TRY IT →
Below are records. Count every line containing the word "Where" and give the number alone.
# # # # #
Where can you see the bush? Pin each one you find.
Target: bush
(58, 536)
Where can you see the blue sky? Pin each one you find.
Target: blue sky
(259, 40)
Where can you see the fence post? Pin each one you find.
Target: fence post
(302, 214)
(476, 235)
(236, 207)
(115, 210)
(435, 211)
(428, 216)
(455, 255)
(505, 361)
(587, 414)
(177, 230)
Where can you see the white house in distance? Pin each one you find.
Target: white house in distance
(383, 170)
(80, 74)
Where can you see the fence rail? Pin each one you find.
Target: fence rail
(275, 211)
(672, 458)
# # # # #
TASK SOLUTION →
5